# Problem statement
Which lines in the entries below contain the word "white"? Show every one of them in full.

--- Start of Given records ---

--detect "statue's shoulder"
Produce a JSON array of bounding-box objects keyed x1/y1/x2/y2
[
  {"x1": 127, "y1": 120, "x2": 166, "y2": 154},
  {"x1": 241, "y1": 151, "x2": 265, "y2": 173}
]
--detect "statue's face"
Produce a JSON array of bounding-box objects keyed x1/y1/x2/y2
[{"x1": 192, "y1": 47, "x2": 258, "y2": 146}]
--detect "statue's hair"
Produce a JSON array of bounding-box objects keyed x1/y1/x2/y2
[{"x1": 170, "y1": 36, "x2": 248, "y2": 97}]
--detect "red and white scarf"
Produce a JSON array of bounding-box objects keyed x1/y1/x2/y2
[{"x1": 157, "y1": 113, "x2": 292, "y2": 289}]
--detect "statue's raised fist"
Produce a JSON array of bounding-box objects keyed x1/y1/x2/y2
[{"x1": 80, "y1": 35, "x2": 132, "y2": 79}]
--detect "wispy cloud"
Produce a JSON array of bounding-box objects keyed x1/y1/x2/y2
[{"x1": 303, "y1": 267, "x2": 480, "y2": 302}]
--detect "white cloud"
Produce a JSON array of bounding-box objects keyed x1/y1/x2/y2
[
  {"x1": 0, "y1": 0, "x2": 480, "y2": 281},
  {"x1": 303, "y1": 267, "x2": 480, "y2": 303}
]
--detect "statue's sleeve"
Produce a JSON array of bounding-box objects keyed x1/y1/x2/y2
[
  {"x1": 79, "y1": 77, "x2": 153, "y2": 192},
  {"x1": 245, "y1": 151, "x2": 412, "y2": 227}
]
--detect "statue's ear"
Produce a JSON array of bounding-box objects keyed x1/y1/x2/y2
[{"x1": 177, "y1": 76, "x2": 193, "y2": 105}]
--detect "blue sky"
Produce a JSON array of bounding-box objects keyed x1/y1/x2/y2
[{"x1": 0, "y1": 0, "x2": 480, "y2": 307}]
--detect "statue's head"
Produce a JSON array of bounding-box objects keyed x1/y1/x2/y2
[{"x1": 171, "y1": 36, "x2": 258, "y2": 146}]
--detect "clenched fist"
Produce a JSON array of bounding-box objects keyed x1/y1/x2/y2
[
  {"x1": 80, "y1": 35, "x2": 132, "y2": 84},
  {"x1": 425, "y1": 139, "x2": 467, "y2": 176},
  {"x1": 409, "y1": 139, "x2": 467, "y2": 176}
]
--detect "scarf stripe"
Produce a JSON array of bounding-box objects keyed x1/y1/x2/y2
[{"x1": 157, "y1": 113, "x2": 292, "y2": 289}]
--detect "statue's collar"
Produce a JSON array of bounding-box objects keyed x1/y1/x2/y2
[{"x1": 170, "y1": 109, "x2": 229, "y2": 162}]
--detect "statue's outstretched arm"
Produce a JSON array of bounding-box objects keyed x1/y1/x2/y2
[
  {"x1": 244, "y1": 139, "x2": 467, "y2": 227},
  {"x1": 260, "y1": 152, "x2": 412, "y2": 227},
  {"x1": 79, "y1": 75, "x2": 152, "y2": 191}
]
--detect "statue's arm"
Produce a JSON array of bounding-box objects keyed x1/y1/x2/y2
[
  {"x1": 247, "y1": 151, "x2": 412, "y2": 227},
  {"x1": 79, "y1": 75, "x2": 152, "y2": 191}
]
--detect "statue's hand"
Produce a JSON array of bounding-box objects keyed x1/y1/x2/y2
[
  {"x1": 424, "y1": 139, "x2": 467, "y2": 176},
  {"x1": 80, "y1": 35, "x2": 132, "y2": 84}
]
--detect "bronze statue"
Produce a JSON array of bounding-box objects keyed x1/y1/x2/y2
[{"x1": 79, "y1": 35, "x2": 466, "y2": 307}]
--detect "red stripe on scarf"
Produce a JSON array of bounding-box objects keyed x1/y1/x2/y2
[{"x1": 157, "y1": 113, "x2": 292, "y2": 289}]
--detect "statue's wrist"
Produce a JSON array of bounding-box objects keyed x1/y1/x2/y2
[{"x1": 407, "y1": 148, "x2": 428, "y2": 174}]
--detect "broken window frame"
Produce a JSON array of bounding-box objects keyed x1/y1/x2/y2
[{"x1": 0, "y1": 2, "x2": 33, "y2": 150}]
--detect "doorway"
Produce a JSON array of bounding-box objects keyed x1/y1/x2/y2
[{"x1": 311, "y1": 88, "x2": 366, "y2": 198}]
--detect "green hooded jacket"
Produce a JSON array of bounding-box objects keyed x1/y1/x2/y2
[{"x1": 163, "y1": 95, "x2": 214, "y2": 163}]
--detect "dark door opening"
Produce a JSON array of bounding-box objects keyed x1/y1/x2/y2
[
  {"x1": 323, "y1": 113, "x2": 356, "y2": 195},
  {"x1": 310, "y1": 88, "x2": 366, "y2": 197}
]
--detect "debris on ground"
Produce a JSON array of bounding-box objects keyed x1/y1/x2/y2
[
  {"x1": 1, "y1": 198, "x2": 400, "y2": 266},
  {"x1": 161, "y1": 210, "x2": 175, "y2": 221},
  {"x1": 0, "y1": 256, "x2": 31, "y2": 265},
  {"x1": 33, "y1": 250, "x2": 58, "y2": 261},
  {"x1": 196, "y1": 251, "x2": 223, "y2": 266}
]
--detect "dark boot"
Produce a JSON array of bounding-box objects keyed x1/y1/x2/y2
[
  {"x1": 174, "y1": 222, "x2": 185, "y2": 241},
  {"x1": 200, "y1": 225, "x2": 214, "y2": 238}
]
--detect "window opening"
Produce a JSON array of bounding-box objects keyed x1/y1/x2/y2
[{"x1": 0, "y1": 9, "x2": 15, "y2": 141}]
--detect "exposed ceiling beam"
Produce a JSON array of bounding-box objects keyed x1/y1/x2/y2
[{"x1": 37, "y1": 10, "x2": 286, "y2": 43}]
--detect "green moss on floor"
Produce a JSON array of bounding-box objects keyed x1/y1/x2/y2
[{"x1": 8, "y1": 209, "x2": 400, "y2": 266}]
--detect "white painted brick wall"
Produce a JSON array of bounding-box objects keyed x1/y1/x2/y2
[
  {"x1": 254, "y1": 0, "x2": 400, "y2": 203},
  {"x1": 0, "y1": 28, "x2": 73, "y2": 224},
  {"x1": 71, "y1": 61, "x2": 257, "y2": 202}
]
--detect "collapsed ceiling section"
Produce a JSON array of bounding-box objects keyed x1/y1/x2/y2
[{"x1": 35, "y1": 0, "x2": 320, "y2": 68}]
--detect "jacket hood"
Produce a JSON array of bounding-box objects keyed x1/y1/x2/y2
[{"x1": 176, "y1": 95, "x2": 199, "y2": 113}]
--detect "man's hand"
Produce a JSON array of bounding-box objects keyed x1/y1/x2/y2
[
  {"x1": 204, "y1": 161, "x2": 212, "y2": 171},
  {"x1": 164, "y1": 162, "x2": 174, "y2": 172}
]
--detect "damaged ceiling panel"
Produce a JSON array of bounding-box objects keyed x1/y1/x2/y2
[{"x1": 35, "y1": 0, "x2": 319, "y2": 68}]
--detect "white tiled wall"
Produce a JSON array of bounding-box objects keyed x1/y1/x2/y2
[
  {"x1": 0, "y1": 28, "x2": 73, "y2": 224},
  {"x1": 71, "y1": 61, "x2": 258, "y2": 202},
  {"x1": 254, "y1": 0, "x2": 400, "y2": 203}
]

--- End of Given records ---

# Result
--detect "red and white scarf"
--detect "white cloud"
--detect "white painted brick wall"
--detect "white tiled wall"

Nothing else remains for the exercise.